## INSTRUCTIONS TO FOLLOW:
Each line of the records that holds "wall" should be shown in full.

++++ PROVIDED RECORDS

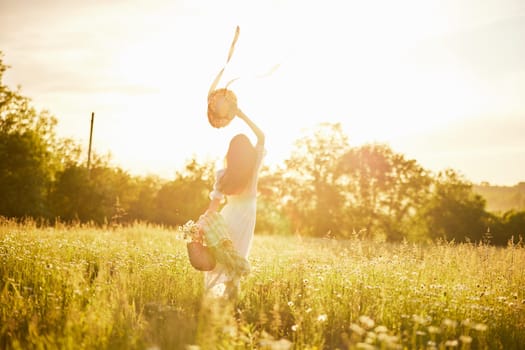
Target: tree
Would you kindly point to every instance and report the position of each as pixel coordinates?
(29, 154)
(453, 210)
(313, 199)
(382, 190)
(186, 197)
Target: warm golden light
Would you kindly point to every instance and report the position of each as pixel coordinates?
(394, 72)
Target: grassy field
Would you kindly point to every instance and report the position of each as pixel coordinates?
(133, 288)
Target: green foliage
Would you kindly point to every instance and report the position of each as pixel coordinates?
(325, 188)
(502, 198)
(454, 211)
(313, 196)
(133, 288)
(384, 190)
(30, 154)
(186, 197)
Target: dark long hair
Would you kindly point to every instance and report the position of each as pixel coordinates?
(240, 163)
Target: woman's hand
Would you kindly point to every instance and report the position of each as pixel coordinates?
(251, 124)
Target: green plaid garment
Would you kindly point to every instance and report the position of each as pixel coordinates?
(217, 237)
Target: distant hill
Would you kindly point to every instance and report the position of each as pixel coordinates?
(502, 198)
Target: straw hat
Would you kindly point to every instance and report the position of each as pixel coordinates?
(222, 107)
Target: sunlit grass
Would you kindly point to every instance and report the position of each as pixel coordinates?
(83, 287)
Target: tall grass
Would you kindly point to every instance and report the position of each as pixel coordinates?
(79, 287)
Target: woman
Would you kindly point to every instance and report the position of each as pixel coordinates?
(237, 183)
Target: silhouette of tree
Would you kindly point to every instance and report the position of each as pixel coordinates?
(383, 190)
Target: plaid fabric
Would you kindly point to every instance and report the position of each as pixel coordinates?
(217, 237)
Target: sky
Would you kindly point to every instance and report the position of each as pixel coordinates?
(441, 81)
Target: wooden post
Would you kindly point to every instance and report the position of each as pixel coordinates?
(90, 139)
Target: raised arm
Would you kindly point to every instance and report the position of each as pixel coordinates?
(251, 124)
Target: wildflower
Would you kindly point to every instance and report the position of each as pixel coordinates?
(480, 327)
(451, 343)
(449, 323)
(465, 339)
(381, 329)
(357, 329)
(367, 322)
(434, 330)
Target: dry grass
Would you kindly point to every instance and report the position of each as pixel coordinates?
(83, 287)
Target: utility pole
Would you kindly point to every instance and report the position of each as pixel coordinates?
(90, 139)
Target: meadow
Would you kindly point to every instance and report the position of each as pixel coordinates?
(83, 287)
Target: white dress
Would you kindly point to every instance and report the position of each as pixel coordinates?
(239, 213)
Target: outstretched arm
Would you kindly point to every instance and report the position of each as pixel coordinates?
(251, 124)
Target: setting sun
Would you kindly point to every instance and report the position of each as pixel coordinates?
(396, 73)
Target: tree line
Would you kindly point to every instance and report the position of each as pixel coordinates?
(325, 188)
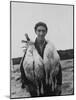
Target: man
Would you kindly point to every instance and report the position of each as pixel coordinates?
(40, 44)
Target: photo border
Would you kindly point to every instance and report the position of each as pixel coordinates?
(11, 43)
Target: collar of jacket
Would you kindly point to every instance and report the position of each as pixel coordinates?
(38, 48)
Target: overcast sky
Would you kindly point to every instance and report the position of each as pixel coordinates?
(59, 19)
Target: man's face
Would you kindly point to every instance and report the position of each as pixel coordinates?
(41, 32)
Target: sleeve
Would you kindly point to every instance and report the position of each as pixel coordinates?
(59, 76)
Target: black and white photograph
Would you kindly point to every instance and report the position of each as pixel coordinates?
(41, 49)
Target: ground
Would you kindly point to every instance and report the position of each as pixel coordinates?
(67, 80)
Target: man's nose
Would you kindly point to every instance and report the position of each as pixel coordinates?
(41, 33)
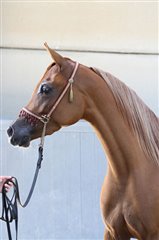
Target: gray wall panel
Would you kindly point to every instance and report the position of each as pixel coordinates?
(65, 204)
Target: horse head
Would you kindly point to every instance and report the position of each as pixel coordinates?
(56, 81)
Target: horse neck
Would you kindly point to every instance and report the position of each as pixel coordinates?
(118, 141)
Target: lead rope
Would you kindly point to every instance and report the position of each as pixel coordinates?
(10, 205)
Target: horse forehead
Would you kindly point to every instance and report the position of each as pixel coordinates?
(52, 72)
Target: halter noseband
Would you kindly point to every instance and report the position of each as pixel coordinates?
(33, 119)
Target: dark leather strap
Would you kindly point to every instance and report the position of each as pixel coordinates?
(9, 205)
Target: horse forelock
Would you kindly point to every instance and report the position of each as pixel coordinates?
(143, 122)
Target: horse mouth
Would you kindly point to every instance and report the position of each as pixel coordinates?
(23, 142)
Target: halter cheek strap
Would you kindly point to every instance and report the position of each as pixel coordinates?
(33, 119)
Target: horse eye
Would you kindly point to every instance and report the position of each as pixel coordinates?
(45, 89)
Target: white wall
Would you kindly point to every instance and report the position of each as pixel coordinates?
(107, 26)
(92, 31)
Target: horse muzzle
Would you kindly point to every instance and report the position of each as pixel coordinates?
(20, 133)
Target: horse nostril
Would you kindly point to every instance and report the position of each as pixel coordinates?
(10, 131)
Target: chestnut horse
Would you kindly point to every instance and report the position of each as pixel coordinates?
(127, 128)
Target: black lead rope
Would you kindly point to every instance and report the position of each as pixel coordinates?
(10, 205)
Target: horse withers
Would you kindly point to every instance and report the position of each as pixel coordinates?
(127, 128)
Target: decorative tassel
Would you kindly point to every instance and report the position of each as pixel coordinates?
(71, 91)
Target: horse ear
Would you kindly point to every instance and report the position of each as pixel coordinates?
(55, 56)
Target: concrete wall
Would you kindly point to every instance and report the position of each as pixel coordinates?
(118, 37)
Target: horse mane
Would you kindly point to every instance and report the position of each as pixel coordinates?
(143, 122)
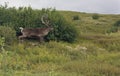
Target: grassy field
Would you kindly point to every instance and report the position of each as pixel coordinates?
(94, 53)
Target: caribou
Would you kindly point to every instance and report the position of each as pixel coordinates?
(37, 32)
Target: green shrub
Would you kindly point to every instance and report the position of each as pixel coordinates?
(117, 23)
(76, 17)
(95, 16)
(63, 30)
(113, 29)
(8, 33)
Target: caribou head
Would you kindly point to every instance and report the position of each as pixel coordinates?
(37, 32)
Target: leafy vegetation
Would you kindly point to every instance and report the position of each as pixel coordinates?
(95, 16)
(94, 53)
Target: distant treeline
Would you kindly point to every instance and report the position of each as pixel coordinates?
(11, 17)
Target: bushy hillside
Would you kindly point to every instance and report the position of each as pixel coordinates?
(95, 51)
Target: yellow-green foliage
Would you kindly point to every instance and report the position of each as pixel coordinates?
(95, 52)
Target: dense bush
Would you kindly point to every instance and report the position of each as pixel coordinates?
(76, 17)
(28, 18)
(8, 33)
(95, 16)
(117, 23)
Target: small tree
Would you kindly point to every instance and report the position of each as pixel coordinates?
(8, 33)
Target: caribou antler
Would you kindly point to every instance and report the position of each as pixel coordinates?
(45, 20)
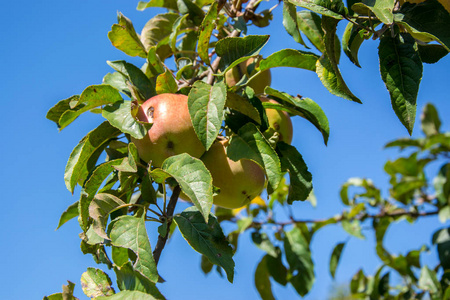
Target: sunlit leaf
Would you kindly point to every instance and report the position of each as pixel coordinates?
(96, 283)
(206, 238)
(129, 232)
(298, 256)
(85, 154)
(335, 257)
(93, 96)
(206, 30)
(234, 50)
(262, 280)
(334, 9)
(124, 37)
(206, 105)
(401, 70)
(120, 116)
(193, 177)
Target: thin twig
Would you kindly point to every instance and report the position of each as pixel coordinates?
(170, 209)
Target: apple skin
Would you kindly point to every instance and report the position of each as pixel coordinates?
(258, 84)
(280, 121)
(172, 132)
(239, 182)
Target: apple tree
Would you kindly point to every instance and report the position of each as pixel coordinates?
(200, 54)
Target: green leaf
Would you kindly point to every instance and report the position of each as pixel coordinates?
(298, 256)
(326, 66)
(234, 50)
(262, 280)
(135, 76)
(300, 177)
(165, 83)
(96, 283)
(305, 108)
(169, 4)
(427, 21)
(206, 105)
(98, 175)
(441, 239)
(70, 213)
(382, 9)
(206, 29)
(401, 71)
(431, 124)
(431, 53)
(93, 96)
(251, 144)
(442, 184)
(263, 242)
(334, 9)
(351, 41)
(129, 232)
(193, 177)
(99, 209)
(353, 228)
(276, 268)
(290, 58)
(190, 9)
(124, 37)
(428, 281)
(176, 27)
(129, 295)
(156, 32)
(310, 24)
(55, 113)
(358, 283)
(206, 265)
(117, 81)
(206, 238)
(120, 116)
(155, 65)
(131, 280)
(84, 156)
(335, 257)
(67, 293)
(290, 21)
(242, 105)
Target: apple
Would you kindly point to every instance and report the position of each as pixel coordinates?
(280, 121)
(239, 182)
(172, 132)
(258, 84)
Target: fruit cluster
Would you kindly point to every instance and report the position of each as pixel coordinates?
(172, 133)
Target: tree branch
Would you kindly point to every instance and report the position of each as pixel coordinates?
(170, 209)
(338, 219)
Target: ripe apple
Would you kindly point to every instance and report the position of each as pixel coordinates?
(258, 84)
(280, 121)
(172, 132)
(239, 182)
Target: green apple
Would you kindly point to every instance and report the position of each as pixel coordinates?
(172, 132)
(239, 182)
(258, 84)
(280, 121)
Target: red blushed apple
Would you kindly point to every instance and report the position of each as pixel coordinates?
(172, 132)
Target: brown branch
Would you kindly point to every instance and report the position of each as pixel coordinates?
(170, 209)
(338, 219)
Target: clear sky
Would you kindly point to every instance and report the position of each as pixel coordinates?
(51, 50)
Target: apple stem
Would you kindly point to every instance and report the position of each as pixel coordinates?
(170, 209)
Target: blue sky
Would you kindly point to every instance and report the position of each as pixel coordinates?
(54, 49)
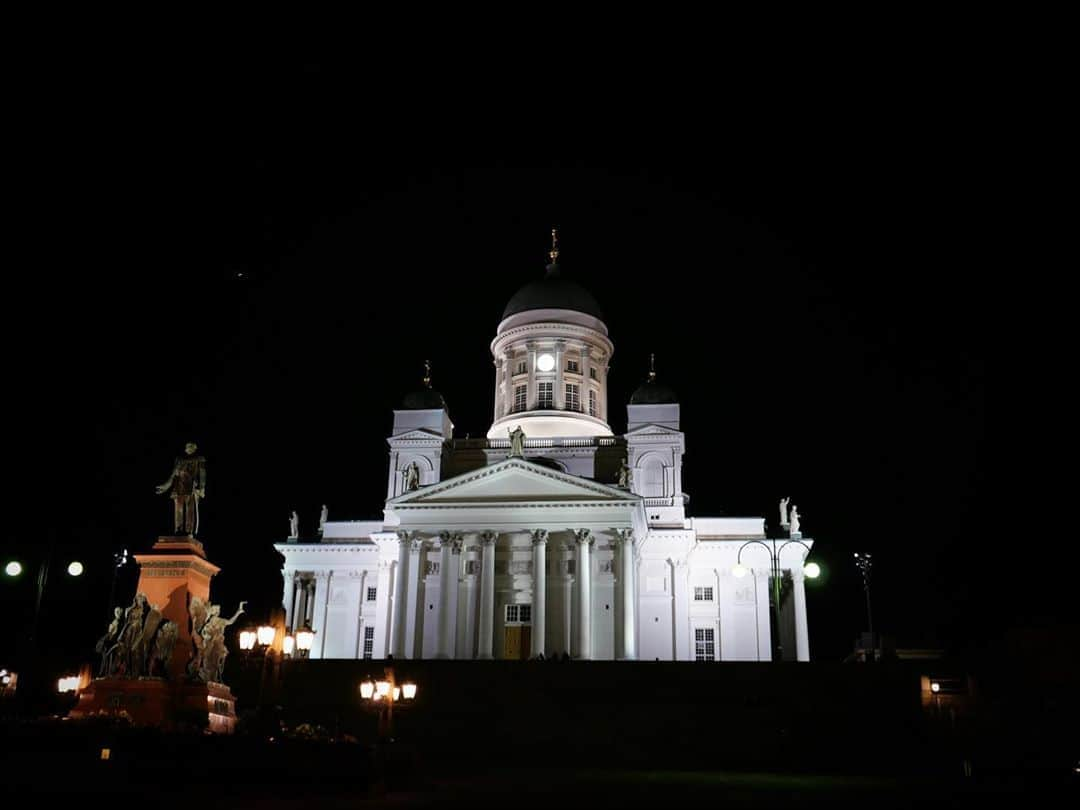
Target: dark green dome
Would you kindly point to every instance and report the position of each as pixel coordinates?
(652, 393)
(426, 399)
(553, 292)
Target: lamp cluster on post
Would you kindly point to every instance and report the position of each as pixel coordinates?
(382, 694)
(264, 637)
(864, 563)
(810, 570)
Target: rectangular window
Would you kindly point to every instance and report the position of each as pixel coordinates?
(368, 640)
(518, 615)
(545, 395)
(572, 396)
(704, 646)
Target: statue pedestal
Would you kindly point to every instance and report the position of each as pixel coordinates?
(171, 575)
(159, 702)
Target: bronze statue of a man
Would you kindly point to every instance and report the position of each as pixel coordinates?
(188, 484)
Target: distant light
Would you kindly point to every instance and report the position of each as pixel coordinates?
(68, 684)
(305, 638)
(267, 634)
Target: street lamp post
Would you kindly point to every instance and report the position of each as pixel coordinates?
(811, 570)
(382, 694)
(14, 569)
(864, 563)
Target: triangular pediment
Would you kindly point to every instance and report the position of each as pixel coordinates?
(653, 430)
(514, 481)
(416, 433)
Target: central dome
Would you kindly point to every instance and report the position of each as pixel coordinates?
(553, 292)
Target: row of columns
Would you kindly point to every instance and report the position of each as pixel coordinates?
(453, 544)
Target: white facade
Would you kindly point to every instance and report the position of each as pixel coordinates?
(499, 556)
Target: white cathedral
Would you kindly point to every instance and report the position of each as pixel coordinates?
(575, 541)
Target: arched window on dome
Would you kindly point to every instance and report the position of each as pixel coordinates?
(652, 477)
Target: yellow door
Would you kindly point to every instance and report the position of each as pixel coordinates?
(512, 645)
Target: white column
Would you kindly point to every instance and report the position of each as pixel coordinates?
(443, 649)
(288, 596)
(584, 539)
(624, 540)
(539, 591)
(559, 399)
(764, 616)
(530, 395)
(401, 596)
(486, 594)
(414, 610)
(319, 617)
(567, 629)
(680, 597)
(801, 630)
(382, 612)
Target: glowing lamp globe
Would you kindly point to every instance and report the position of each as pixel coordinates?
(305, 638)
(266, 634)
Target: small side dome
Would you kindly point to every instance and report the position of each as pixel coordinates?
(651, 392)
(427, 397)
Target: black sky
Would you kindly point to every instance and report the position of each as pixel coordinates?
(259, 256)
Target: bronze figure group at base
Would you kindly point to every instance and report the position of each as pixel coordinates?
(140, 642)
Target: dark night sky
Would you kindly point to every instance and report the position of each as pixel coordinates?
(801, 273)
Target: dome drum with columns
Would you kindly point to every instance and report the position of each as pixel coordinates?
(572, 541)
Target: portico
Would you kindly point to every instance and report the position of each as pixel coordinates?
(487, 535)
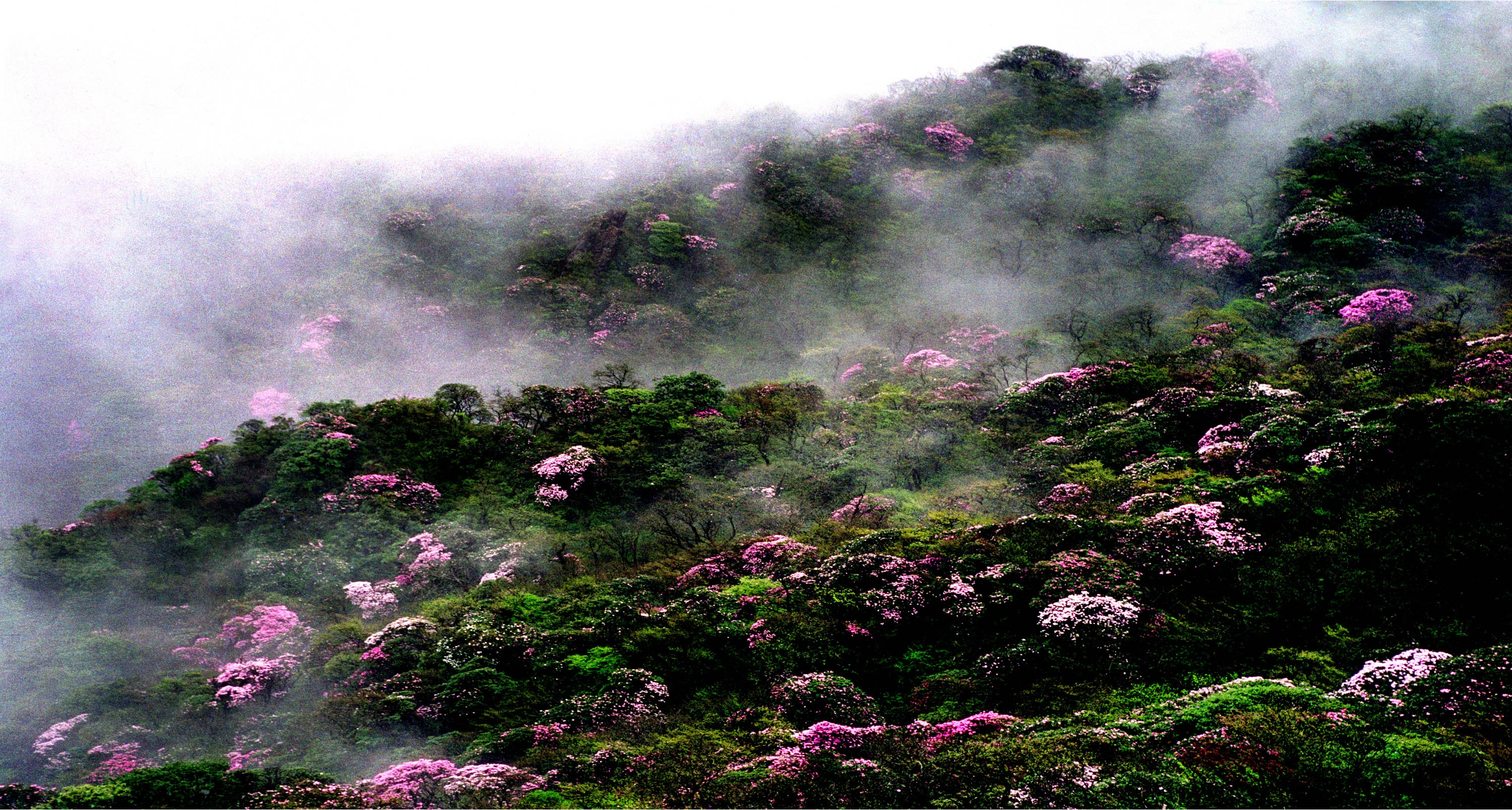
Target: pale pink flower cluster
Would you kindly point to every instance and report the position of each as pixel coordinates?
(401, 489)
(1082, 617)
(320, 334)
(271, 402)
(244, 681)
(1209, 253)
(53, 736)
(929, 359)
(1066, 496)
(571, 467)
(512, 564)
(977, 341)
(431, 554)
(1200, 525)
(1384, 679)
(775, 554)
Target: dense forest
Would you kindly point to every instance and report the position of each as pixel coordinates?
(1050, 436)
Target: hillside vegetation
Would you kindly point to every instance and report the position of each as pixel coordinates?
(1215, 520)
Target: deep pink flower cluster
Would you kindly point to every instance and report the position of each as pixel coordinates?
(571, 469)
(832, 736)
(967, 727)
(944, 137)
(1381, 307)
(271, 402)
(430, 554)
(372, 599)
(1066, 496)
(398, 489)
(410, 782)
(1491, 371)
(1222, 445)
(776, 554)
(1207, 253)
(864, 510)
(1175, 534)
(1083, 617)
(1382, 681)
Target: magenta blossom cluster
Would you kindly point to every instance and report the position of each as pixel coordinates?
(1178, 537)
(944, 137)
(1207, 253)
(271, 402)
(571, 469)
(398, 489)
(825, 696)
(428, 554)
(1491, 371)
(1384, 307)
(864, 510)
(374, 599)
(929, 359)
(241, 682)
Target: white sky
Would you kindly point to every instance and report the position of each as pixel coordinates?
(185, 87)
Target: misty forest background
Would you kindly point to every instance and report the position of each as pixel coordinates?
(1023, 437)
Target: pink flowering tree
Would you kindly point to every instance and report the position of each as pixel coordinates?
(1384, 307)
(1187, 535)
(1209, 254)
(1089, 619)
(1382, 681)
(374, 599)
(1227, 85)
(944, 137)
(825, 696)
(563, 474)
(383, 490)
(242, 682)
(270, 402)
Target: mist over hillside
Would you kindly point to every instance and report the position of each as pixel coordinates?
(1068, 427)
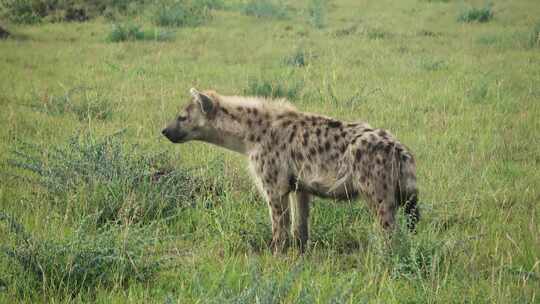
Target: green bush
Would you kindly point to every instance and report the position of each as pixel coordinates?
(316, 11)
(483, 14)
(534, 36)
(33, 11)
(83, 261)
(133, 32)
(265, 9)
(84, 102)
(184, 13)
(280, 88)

++++++++

## EXERCISE RESPONSE:
Target: gray wall panel
Target: white wall
Target: concrete wall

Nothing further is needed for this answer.